*Instructions to follow*:
Could you turn the material below, from the line containing "point: sunbather lying" through the line containing "column 170, row 196", inclusive, into a Markdown table with columns No. and Text, one numbered row per line and blank lines left out?

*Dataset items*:

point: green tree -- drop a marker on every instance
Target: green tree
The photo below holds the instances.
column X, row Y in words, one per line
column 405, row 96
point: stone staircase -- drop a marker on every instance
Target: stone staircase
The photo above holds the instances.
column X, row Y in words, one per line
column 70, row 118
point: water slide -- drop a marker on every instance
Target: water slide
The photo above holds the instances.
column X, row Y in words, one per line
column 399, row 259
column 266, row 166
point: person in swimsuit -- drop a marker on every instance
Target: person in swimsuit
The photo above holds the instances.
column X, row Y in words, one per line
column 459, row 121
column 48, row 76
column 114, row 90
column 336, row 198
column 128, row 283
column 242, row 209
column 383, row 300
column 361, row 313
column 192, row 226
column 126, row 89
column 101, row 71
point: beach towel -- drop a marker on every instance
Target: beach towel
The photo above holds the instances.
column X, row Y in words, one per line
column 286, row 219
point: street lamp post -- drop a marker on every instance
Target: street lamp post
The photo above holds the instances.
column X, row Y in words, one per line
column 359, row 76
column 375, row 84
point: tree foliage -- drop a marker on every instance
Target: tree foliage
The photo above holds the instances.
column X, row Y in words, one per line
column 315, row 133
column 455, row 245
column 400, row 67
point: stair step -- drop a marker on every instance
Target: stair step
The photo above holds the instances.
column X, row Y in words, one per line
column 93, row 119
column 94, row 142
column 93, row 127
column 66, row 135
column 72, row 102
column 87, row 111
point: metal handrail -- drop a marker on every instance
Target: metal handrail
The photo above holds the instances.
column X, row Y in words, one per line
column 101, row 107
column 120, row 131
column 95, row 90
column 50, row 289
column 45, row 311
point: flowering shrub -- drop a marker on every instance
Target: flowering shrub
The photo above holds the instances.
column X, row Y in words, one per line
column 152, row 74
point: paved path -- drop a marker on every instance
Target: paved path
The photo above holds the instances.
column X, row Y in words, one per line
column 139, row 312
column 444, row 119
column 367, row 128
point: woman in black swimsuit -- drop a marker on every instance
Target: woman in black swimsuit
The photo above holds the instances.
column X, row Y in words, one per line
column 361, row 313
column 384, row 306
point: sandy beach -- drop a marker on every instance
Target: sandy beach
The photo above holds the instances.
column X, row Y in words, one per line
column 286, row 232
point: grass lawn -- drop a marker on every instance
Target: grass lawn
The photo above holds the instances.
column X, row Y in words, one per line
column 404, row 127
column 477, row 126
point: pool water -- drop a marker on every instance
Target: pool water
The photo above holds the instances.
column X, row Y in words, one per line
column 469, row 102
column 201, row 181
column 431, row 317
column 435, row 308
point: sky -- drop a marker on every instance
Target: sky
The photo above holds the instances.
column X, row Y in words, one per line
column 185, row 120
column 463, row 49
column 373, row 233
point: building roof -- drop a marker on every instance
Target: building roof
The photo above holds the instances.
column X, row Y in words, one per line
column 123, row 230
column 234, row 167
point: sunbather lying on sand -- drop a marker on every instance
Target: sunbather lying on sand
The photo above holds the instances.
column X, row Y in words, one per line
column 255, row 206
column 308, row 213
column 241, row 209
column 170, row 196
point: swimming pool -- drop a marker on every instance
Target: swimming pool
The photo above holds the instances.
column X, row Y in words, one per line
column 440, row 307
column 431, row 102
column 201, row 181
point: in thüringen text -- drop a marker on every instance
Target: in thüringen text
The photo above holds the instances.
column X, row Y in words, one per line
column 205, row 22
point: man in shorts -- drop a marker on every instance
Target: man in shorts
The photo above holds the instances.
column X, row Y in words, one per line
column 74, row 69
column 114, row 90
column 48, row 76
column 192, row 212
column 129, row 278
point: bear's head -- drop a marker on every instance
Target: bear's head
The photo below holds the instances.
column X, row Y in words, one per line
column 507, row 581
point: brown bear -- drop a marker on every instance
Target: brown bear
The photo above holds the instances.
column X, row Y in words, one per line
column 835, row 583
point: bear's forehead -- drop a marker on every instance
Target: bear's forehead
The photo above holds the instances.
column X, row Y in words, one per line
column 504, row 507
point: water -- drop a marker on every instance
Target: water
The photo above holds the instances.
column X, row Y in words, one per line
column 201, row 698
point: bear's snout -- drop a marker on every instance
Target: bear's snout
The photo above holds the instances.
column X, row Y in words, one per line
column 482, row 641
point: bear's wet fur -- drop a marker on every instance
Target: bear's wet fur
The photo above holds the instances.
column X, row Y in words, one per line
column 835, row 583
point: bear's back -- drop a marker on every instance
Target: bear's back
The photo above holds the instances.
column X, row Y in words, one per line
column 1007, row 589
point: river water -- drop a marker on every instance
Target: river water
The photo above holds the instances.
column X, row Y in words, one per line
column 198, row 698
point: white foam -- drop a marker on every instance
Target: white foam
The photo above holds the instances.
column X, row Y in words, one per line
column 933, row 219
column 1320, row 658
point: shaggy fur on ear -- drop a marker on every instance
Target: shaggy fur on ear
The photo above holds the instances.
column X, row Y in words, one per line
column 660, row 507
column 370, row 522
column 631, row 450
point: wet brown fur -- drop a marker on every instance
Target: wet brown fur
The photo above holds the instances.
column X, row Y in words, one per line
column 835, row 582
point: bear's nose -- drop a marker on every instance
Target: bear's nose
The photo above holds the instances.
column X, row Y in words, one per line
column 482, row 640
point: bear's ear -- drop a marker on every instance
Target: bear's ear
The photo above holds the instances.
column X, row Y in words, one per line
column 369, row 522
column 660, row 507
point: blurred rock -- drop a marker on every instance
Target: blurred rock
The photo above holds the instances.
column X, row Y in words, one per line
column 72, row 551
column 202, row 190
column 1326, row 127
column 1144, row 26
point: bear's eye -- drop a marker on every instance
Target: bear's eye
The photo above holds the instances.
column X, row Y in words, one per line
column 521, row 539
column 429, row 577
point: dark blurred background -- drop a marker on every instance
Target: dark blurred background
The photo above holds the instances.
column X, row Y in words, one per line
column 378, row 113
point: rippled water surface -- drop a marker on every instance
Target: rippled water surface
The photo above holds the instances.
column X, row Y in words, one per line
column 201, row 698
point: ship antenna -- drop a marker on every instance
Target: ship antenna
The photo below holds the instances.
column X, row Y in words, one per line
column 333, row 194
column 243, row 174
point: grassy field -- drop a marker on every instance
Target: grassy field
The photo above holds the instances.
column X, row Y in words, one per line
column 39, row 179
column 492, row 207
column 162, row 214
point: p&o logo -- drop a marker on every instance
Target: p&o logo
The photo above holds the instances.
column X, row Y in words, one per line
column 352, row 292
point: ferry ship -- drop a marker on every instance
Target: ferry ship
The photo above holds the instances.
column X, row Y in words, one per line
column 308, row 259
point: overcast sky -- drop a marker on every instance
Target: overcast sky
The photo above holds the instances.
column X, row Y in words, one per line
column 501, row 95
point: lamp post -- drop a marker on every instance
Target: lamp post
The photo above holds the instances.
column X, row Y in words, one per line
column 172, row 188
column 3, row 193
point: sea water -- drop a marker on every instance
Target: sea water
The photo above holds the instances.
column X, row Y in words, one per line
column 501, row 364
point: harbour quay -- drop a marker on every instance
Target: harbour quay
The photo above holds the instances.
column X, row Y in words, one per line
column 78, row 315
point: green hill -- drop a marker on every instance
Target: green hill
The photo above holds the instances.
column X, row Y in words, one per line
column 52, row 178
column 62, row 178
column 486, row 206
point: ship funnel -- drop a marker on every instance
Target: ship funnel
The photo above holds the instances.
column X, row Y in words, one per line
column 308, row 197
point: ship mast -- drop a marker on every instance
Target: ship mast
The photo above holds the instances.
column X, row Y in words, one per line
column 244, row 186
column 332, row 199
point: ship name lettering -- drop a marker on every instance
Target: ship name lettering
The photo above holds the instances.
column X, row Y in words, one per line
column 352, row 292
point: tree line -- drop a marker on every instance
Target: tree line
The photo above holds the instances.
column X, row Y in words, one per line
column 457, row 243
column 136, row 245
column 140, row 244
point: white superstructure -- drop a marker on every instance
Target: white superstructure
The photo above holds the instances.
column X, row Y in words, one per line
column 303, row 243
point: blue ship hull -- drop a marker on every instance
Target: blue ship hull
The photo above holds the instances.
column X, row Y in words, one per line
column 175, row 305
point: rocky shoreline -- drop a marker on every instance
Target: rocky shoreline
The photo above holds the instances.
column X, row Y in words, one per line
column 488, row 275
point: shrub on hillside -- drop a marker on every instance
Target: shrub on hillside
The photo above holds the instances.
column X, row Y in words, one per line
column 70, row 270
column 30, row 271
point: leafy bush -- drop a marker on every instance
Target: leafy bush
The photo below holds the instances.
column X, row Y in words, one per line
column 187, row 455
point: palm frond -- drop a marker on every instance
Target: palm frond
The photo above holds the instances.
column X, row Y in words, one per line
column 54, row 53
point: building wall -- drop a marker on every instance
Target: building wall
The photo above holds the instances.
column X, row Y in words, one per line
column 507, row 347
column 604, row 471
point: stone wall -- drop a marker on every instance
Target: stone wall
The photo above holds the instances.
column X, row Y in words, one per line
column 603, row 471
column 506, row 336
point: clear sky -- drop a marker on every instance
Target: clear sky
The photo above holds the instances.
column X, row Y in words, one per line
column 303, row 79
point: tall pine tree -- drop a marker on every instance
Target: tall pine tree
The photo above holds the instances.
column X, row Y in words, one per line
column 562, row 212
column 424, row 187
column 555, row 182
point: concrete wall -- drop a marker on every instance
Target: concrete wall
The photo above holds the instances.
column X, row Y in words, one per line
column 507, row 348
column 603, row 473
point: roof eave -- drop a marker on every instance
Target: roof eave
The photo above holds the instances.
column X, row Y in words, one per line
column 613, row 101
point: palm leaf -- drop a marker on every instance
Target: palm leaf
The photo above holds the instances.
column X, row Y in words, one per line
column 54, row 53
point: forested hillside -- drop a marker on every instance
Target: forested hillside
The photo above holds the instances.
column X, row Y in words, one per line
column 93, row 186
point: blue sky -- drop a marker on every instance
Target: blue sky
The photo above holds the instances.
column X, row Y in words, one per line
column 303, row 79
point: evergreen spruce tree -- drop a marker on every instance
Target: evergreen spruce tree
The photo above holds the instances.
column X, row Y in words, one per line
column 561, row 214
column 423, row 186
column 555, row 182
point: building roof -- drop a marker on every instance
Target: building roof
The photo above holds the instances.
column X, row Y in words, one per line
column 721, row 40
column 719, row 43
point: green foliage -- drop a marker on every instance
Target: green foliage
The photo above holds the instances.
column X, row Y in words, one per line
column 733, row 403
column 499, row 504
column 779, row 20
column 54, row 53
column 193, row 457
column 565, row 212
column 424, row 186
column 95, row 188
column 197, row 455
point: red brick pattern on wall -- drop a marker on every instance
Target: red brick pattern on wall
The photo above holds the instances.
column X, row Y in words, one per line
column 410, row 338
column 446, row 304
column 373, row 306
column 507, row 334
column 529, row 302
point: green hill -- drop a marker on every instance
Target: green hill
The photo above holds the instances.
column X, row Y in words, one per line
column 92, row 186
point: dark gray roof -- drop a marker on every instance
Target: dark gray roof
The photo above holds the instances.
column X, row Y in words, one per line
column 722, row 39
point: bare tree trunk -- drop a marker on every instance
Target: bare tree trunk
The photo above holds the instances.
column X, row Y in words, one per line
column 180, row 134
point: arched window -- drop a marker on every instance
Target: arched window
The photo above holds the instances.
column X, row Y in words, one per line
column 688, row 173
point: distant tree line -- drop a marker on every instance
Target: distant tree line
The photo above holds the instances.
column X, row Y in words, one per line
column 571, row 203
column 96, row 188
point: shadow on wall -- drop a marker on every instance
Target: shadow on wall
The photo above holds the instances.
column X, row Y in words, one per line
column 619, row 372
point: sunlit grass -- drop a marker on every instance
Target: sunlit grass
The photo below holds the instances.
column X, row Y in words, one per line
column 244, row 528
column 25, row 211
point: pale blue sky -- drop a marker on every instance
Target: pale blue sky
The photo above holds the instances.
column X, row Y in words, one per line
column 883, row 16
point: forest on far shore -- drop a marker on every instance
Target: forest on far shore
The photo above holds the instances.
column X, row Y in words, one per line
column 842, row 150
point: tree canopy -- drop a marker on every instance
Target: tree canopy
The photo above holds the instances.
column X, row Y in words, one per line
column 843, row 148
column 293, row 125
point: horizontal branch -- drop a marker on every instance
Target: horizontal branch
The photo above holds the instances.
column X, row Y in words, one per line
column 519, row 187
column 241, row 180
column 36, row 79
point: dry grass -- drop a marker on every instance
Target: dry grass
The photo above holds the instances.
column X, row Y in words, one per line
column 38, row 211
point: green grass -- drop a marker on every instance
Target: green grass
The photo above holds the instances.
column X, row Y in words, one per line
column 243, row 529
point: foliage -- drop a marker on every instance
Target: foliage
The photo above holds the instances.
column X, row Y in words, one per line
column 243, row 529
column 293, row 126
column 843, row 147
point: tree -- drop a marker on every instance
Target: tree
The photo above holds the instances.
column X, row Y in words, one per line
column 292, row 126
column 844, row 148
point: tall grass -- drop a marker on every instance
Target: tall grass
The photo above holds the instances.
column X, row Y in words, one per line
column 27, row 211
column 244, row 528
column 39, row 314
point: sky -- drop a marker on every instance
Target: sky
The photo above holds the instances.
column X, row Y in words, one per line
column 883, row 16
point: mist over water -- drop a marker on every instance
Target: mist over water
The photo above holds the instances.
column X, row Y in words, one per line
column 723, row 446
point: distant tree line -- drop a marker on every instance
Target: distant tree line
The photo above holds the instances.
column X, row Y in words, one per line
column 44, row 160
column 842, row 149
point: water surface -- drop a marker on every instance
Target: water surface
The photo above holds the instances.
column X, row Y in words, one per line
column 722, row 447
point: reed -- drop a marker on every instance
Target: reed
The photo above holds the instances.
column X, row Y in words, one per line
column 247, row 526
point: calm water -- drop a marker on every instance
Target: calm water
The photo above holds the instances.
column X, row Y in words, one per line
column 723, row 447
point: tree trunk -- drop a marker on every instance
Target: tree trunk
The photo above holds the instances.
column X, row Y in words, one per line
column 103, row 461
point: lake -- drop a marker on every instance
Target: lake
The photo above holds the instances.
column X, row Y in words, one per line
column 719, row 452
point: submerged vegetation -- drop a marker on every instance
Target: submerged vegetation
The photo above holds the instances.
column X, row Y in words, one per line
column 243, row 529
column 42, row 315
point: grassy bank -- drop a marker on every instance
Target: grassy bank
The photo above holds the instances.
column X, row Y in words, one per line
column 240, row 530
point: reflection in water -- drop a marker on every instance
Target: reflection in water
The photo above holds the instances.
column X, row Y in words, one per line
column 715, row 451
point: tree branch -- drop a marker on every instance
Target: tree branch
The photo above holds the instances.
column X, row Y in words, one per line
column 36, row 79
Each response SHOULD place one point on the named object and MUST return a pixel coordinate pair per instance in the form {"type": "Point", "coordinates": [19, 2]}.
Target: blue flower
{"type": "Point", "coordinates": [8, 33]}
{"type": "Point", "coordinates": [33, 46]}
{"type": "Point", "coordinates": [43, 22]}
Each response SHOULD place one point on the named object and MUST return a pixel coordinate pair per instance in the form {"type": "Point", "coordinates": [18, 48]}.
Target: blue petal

*Response to this exercise*:
| No. | Text |
|---|---|
| 1 | point: sunbather lying on sand -- drop a marker on every instance |
| 2 | Target: sunbather lying on sand |
| 3 | The photo above holds the instances. |
| 4 | column X, row Y in words, one per line |
| 5 | column 255, row 206 |
| 6 | column 308, row 213 |
| 7 | column 241, row 209 |
| 8 | column 170, row 196 |